◆ Instruction ◆
In the passage about OTC Markets quotation below, what is named as the biggest hurdle for smaller companies seeking to have their stock qualified for quotation on the OTCQB or OTCQX tiers?

◆ Selected extract ◆
________________

The biggest hurdle for smaller companies that desire to have their stock qualified for quotation on the OTC Markets OTCQB or OTCQX tiers, giving investors potential liquidity for their investment—thus making an A+ offering much easier to sell to investors than a private placement—is FINRA’s regulation of Form 211 filings by sponsoring market makers. This is because Exchange Act Rule 15c2-11 imposes a much more general and subjective requirement on market makers in the 211 process, specifically that the broker or dealer submitting or publishing such quotation shall have in its records a copy or a written record of any other material information (including adverse information) regarding the Issuer that comes to the broker’s or dealer’s knowledge or possession before the publication or submission of the quotation.

________________

Records from a dataset:
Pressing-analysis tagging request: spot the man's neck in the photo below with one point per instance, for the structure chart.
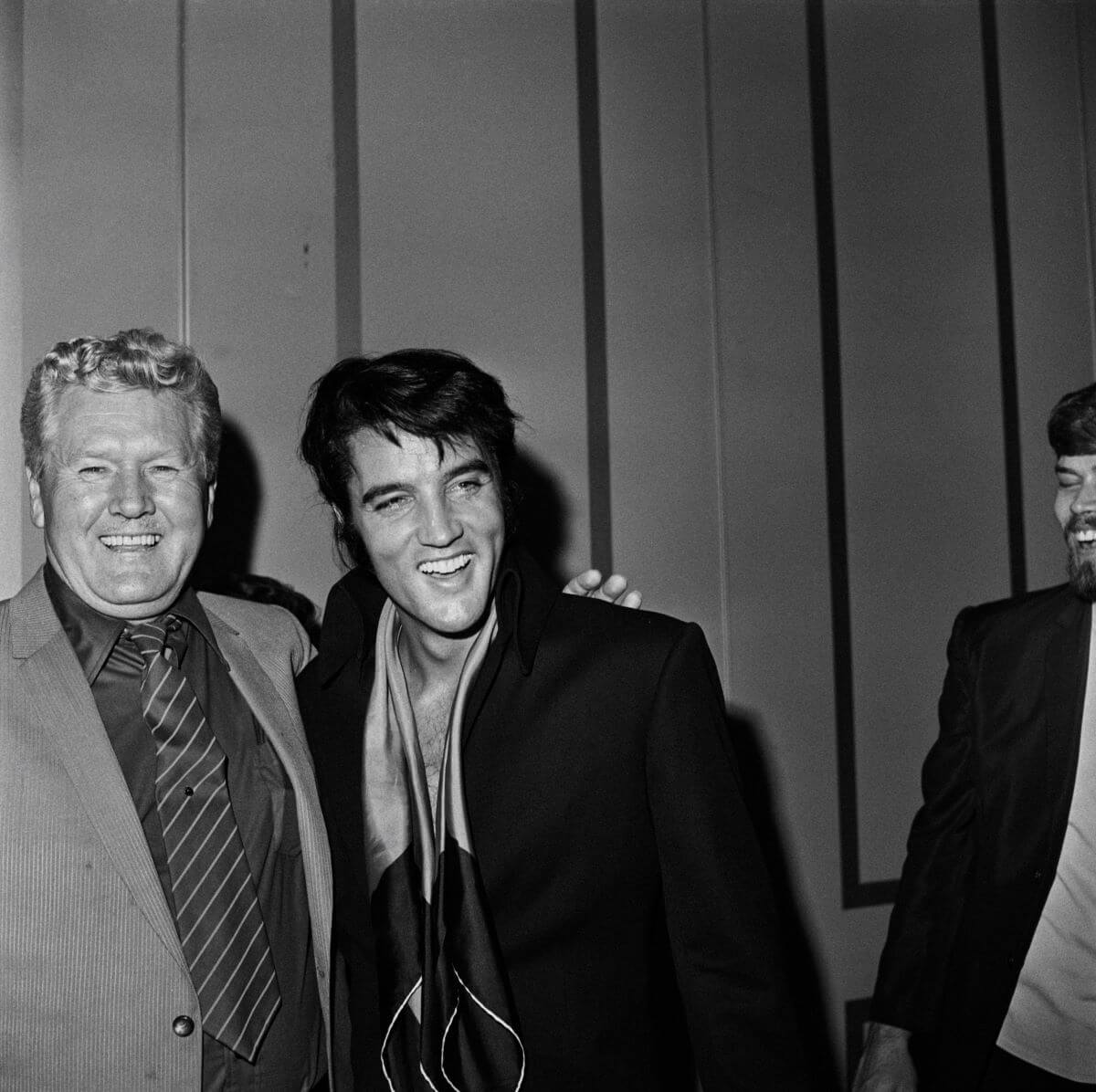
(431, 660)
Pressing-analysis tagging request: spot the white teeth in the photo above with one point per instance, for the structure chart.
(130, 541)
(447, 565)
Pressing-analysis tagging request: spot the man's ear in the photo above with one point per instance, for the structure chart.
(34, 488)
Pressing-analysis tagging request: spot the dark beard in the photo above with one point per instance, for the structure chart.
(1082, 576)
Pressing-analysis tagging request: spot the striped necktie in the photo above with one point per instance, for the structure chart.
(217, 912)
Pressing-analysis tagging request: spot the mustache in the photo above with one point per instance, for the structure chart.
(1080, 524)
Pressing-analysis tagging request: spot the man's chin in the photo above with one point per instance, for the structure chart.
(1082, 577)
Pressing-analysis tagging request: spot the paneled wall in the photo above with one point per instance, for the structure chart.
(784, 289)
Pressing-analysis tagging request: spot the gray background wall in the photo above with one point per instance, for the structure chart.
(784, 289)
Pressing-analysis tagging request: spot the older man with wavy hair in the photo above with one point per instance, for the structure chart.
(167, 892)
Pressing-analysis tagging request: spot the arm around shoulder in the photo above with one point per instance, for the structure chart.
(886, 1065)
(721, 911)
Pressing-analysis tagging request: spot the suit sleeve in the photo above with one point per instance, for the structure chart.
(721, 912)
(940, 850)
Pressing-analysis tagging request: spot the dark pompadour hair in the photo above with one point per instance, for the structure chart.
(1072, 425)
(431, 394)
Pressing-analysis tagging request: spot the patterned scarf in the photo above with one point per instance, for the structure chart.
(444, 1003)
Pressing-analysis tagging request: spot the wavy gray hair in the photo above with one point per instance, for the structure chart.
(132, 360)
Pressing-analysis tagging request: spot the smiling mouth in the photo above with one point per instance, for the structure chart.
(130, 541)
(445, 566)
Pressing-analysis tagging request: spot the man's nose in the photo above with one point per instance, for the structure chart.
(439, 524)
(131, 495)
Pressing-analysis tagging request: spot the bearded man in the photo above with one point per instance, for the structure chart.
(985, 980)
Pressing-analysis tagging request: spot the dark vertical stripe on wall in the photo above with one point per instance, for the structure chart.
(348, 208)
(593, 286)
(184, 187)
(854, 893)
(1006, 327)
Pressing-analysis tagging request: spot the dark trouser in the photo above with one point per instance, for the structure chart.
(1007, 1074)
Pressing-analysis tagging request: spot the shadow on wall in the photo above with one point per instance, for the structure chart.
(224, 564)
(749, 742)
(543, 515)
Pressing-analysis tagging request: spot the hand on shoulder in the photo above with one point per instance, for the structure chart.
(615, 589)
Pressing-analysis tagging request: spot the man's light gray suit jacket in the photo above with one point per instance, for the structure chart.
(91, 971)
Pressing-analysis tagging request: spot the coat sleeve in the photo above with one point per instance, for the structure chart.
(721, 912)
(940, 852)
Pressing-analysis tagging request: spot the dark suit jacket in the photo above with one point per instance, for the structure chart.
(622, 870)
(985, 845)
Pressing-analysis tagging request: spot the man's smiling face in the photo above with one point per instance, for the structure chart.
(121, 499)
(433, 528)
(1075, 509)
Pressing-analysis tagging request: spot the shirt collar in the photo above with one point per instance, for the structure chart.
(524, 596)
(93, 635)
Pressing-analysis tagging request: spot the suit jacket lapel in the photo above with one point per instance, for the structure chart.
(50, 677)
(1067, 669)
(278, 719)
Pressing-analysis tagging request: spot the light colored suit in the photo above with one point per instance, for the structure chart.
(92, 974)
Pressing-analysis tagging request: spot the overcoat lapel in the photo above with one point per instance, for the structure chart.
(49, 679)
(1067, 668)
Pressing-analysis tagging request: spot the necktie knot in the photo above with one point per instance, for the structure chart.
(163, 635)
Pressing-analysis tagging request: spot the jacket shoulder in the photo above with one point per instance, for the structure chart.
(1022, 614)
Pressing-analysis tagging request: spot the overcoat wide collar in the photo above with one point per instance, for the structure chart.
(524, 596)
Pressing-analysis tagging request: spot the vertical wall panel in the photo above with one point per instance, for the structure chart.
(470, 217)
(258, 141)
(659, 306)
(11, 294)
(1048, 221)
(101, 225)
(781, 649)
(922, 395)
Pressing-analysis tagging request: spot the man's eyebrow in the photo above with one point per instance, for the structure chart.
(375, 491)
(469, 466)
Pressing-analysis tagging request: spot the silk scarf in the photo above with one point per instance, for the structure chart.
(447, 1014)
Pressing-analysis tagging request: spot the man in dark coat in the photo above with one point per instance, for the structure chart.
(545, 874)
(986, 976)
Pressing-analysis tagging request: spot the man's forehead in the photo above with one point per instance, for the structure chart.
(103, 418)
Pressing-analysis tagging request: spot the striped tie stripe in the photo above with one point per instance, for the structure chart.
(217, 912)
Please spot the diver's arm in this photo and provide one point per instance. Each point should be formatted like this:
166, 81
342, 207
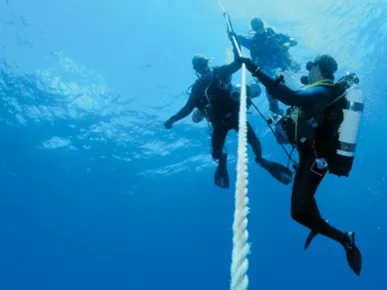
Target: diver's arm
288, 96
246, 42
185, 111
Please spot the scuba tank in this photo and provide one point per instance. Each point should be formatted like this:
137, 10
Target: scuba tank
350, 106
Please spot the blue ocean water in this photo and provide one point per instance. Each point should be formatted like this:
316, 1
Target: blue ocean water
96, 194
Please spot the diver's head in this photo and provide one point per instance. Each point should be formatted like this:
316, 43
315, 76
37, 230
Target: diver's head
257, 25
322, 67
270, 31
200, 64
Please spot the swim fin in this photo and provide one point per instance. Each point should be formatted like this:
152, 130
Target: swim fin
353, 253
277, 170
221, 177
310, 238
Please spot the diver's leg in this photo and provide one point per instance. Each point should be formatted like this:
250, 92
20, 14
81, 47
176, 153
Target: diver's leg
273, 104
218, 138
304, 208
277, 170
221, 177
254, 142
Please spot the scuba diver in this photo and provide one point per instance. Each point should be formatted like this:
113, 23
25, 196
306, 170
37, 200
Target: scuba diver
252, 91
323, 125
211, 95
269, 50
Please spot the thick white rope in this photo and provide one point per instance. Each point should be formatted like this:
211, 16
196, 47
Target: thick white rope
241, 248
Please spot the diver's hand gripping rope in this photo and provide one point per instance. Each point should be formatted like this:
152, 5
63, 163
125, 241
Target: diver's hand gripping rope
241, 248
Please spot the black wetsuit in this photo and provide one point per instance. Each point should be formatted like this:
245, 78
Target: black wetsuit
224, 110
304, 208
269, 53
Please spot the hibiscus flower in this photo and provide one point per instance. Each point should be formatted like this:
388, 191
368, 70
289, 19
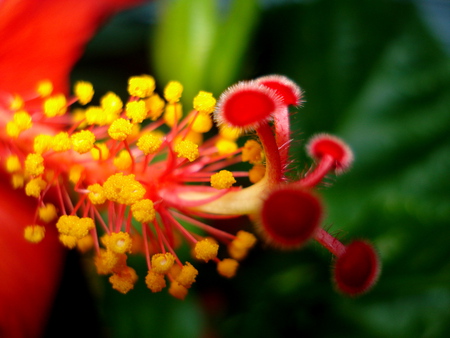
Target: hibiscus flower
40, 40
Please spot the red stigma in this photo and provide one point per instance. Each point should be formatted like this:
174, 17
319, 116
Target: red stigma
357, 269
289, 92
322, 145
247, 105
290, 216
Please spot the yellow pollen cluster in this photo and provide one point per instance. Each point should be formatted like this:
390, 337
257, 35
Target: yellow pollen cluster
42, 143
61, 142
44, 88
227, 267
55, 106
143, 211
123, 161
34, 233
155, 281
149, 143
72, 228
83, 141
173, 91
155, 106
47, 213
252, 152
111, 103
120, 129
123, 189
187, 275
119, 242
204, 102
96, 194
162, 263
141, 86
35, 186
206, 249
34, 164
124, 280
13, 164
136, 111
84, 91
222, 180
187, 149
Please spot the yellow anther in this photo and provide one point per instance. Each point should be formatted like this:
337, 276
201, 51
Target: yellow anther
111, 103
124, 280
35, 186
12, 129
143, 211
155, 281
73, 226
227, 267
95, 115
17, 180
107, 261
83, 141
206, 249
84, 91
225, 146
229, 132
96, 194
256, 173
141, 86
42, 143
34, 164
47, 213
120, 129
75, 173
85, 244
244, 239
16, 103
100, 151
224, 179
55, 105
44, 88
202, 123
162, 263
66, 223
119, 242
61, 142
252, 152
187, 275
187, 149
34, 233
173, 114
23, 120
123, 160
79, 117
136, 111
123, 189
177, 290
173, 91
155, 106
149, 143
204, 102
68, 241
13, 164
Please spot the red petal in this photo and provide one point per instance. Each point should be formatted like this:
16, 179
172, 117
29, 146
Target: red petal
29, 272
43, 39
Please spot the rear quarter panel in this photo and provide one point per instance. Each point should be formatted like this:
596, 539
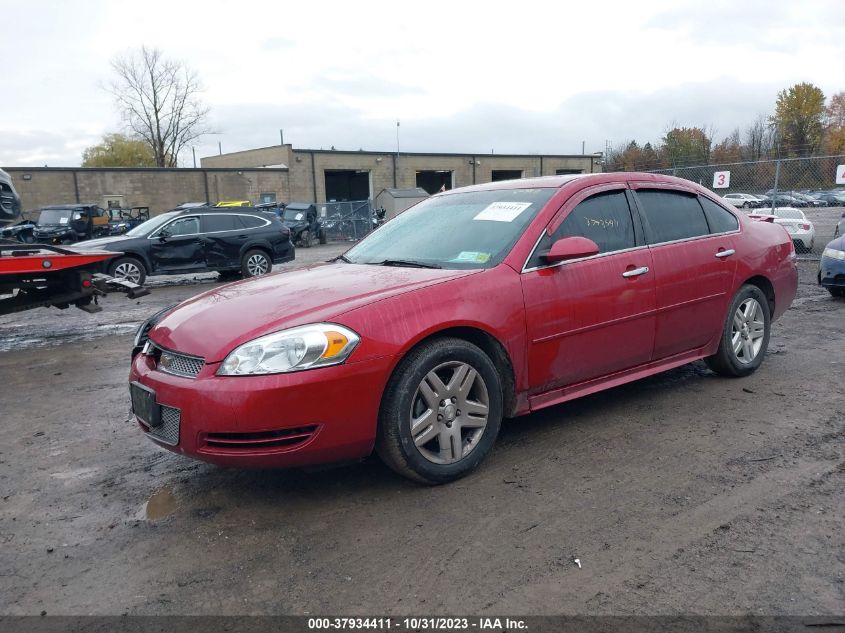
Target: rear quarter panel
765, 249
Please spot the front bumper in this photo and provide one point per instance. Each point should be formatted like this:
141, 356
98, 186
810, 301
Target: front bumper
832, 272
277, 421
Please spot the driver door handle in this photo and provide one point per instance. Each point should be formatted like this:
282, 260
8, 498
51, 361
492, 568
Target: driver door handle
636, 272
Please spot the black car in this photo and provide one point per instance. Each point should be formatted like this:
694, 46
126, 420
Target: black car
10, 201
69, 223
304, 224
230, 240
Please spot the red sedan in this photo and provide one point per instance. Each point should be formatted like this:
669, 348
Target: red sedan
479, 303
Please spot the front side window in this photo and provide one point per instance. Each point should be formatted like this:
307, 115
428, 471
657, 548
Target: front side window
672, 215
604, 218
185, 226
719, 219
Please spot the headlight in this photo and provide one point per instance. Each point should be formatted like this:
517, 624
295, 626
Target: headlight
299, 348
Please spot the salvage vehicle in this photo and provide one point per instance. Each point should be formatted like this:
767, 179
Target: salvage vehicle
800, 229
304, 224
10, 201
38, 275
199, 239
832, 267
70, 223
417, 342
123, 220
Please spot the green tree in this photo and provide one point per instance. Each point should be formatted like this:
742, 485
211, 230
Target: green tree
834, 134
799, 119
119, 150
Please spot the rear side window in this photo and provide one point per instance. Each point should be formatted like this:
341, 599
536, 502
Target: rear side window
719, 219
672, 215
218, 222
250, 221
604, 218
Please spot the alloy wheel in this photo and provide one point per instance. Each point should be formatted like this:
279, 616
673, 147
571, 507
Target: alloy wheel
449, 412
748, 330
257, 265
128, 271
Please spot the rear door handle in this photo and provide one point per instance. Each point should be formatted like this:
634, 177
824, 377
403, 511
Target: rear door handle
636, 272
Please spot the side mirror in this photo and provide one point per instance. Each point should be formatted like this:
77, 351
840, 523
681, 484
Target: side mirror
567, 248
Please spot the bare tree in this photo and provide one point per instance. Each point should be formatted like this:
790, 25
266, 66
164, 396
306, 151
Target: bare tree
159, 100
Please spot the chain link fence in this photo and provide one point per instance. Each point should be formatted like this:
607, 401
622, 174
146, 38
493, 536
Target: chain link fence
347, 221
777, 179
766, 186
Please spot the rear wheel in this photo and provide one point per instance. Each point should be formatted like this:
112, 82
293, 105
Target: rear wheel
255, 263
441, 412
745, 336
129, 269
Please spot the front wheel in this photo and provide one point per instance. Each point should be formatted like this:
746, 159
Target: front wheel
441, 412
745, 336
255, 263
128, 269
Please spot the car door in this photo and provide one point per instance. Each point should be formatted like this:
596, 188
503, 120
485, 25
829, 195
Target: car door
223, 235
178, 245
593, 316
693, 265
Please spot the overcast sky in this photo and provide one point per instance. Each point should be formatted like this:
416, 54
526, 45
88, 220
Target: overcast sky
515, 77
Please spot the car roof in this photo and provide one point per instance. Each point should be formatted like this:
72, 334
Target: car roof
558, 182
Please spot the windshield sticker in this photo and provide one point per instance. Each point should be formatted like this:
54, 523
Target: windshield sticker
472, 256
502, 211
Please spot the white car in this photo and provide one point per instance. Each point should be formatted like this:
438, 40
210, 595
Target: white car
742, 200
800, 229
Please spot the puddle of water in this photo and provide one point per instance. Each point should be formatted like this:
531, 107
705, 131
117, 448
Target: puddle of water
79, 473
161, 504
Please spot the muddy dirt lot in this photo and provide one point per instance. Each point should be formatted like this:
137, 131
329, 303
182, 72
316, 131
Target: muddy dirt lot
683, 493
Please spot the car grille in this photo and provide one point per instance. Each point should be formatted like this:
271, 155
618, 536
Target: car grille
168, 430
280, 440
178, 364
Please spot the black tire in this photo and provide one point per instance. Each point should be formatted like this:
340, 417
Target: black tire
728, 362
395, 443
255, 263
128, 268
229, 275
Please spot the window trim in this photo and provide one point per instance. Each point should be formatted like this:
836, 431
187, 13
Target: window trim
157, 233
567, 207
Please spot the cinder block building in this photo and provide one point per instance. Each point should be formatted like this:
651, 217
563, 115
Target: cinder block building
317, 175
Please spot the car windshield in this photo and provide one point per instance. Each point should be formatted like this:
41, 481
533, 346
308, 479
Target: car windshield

________________

◆ Finished exercise ◆
FINRA's regulation of Form 211 filings by sponsoring market makers.